*** Opening of DOCUMENT EXTRACT ***

Biotechnology is a fast-moving area. No sooner is first generation technology established, than the 'new improved' second generation is bubbling up to take its place. In this kind of scenario, there is frequently a risk of throwing the first-generation baby out with the bath water – bioethanol production being a case in point.
The reputation of 1G bioethanol technology, which uses easily-processed starch from grain-producing crops as the feedstock, started to suffer due to concerns over rising prices for corn fuelled by competition between the food industry and the energy industry. With 2G technology promising to solve this feedstock problem by substituting corn with agrowaste, 1G technology has become increasingly regarded – at least in some media circles – as yesterday's science.
But 1G bioethanol technology still has strengths, not least the fact that the enzymes at the core of the process are much simpler (read cheaper) than those employed in 2G technology. And with the advent of new, multi-product approaches to bioethanol process technology, the kind of difficulties that originally dented the reputation of 1G technology could be circumvented.
Business newspaper Erhvervsbladet reports that such an approach is now being taken by Danish Biofuel Holding A/S, which is planning to build a multi-product bioethanol plant in Grenaa, Jutland, that will annually use 600,000 tons of field corn as the feedstock. The output will comprise 200 million litres of bioethanol, 150,000 tons of protein feed for pig farms and fish farms, and 75,000 tons of fibre that can be used as an additive for baking flour.
Danish Biofuel reckons that DKK 560m (USD 104m) of external finance is needed to get the plant built, and it is in contact with investors both in Denmark and abroad. The combined sales total for all the products the plant will produce is estimated to be DKK 1.2bn (USD 223m) at today's prices. The plant is planned to be up and running by 2012, and will create around 35 new jobs in the area.

*** Close of DOCUMENT EXTRACT ***

◆ **PROMPT**
Set down the part of the bioethanol article that begins at the words "But 1G bioethanol" and stops after "could be circumvented.", copied word for word.

*** Opening of AVAILABLE DATA ***

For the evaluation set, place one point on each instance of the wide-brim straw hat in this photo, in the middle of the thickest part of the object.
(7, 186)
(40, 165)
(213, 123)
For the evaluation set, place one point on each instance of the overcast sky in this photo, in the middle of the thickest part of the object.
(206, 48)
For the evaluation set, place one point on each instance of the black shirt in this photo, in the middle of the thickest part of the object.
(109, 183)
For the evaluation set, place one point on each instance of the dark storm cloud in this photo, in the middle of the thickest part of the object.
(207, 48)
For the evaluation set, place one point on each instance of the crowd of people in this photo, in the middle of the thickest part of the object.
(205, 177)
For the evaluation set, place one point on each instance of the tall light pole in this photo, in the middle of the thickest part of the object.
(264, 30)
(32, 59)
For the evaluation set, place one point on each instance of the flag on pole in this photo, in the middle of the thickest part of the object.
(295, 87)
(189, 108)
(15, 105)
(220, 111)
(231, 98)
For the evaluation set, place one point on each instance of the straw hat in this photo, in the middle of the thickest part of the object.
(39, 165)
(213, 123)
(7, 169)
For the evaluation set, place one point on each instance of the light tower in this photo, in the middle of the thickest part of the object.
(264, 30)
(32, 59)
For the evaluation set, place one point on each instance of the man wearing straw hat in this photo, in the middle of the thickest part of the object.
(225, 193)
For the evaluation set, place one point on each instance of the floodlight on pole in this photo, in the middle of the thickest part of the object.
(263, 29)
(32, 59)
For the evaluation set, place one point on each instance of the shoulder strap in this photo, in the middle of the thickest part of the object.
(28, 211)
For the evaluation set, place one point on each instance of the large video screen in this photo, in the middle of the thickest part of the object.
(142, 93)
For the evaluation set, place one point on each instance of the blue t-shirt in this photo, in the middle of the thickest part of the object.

*** Close of AVAILABLE DATA ***

◆ **RESPONSE TO THE EXERCISE**
But 1G bioethanol technology still has strengths, not least the fact that the enzymes at the core of the process are much simpler (read cheaper) than those employed in 2G technology. And with the advent of new, multi-product approaches to bioethanol process technology, the kind of difficulties that originally dented the reputation of 1G technology could be circumvented.